- [What the task requires]:
Only the lines of the data below from the one with "Target: bus tire." through the one with "If you could tag each instance of the bus stop" are wanted. Repeat them exactly.

===== Dataset extract

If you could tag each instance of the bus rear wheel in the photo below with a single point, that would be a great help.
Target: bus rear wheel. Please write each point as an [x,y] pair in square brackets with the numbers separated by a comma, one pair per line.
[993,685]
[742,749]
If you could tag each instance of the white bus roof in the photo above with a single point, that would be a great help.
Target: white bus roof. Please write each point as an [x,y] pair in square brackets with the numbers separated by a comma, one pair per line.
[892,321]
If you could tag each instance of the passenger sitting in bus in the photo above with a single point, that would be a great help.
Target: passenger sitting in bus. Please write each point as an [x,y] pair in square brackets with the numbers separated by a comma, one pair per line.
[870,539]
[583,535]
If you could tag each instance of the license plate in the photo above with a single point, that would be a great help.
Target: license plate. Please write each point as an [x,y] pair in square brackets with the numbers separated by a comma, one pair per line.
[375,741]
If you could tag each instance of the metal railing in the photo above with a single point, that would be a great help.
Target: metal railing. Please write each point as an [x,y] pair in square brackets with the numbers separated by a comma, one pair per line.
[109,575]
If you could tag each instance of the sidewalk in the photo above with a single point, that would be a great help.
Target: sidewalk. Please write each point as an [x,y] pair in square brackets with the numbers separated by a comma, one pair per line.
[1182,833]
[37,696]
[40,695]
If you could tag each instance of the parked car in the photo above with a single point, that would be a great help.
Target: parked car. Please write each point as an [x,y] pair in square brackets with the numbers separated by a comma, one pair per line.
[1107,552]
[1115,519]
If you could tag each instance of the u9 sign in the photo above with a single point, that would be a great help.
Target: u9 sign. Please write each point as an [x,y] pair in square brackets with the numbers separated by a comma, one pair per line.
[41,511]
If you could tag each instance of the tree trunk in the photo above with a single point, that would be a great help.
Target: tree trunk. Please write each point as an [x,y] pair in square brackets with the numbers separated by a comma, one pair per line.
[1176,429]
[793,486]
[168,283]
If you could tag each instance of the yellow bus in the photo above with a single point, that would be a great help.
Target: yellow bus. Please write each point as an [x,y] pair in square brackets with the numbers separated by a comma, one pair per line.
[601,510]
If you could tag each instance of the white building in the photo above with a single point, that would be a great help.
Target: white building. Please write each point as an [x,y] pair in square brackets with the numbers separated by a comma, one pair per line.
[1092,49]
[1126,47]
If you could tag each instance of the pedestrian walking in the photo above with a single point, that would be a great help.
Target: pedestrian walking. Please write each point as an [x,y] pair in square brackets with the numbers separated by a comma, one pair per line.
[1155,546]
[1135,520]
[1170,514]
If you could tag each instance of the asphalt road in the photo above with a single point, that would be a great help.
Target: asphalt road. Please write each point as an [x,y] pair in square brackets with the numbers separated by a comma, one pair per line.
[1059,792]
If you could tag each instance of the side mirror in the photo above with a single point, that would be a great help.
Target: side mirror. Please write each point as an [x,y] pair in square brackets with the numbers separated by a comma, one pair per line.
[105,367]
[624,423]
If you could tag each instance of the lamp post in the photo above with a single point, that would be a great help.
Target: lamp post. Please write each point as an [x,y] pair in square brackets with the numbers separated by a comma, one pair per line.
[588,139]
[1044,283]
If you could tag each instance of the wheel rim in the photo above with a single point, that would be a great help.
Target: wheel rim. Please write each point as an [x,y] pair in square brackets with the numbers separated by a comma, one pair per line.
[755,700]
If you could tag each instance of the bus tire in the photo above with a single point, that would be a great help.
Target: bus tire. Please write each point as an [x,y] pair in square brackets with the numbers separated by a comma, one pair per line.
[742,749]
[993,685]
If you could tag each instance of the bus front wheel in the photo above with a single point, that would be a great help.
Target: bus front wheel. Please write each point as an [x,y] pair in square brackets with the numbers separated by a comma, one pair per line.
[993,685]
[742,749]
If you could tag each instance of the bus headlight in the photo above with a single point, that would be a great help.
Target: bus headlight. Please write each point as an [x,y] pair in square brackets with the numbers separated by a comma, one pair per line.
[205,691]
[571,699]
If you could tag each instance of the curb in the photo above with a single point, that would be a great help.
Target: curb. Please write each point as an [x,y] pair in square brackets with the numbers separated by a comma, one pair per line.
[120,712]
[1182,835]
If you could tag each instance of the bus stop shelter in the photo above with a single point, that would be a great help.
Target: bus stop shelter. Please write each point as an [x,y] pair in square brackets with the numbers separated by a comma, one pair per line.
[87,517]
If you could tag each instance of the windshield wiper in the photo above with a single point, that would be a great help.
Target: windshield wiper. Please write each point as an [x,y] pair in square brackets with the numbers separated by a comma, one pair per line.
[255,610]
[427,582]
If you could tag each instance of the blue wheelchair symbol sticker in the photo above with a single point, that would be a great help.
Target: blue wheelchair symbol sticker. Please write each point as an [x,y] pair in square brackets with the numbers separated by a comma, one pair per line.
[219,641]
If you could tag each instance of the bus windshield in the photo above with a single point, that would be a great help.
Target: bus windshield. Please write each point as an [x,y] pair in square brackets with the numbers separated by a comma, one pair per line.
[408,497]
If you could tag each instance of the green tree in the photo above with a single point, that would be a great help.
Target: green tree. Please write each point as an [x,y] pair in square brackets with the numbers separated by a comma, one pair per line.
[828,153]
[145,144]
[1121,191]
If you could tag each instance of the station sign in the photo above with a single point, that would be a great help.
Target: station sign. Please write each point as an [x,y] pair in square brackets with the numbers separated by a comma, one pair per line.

==========

- [Exercise output]:
Target: bus tire. Please write each point as an [x,y] pair in square brackets with the numbers separated by a comma, one pair per line.
[742,749]
[993,685]
If you could tag each instance of the bus front wheel in the photo above with a single point, that would be a great help.
Target: bus front wheel. Please write each point as an [x,y] pair in square brackets with the numbers separated by a comma, one pair per line.
[993,685]
[742,749]
If you could tag each instance of the bus headlight in the photo above with a single point, that would be a great help.
Target: bus headlight. Please write each point as an [x,y] pair in square brackets with the numbers separated by a comma, one pair per line.
[205,691]
[571,699]
If you could tag each instance of the curb in the photo above with a single point, that would be a great help.
Target: curb. Please write each point as an [x,y] pair in square brackets with the numbers separated by a comma, one pair per line.
[120,712]
[1182,835]
If you could tag each instance of the bus stop shelter in the photo above with a single point, that would be a great help.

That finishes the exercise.